WHAT THE TASK ASKS: Tally the rows below that contain the string "pants", and reply with only that number.

MATERIAL FOR THIS EXERCISE:

○ ○ ○ ○ ○ ○ ○

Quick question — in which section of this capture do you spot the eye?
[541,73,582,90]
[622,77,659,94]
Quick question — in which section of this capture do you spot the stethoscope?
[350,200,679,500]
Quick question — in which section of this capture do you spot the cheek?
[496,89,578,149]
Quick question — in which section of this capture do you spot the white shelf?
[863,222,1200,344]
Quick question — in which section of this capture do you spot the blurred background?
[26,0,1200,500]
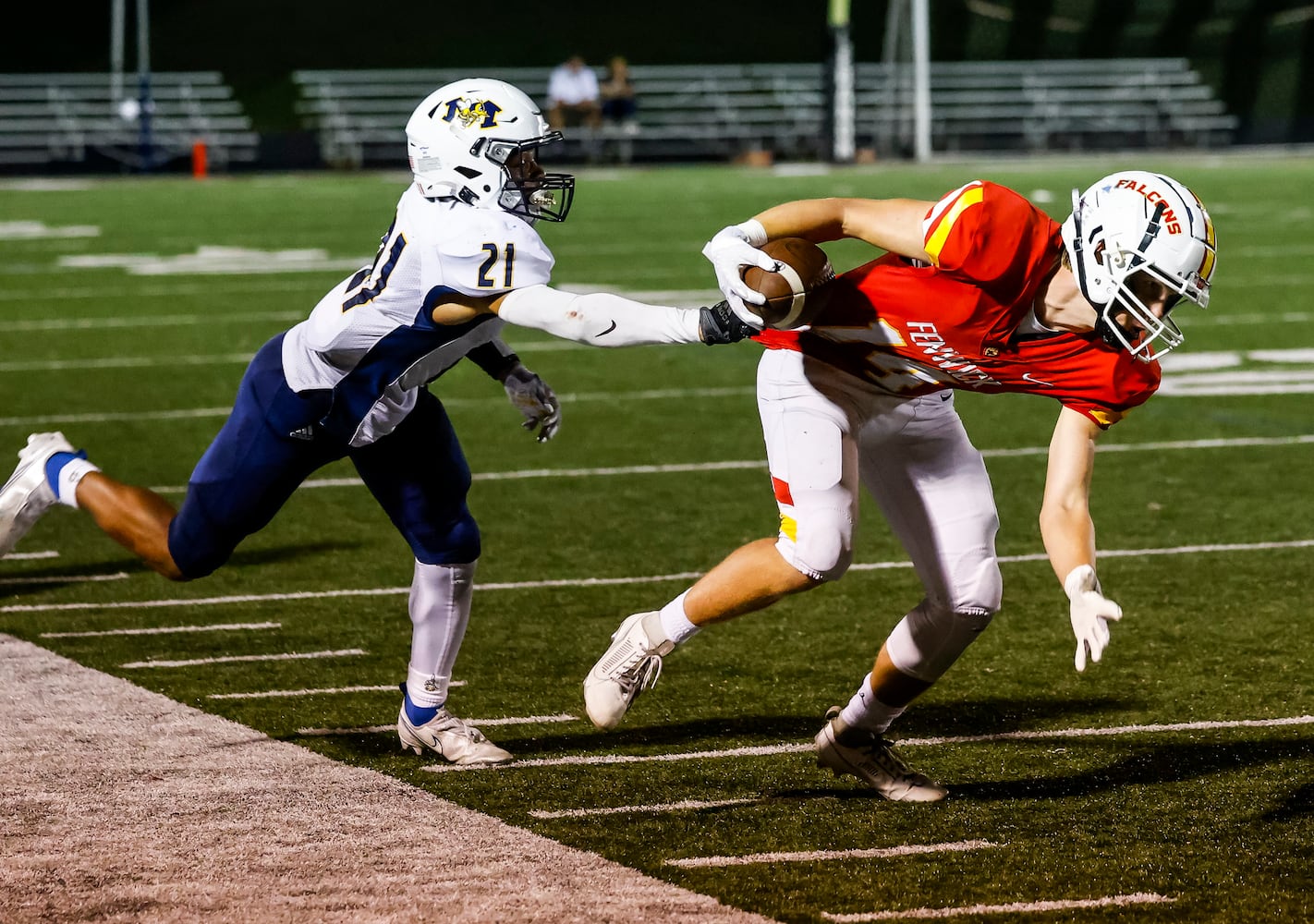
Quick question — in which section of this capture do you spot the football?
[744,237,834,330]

○ ○ ○ ○ ○ ○ ○

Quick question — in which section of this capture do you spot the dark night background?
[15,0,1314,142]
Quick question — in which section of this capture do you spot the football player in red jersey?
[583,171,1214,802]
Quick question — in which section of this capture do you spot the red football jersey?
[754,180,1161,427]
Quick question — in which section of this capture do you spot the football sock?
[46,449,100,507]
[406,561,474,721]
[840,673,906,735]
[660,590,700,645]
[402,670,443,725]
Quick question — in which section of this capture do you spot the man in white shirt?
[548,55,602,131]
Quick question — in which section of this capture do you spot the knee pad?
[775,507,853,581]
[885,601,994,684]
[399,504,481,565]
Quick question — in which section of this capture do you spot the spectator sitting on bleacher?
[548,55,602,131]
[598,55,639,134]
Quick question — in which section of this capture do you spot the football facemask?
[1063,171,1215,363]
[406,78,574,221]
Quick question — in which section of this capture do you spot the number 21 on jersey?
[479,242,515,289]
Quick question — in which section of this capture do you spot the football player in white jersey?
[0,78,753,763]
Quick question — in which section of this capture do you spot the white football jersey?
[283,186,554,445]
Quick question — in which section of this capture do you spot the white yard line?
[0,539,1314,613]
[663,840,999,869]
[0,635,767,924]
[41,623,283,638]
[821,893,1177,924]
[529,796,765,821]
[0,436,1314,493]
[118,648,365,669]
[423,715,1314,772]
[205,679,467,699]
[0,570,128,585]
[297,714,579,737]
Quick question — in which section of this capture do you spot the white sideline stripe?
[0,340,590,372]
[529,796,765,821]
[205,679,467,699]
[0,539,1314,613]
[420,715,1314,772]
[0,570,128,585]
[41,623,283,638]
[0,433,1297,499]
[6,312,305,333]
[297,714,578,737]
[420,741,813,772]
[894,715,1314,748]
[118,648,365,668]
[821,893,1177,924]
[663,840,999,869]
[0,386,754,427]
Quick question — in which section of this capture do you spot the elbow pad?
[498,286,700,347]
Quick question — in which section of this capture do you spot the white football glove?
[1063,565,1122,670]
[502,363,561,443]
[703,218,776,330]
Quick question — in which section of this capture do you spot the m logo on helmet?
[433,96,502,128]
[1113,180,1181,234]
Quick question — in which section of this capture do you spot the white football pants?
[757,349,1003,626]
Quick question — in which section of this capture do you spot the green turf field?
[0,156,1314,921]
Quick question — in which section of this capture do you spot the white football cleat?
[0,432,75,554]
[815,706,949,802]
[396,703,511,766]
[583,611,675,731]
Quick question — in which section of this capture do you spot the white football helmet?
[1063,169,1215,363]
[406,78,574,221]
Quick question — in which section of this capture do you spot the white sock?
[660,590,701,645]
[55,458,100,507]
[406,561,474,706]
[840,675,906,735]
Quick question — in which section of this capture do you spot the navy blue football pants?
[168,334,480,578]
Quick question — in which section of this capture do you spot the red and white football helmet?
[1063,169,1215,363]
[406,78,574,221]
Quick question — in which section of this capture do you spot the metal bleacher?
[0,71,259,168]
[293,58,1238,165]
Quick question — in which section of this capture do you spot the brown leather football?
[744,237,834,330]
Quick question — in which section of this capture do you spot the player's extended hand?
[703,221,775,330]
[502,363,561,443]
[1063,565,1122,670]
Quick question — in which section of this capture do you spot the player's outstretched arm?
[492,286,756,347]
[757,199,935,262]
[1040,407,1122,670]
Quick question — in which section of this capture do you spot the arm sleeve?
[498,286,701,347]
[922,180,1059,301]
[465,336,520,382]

○ ○ ○ ○ ○ ○ ○

COMPLETE RESPONSE: 2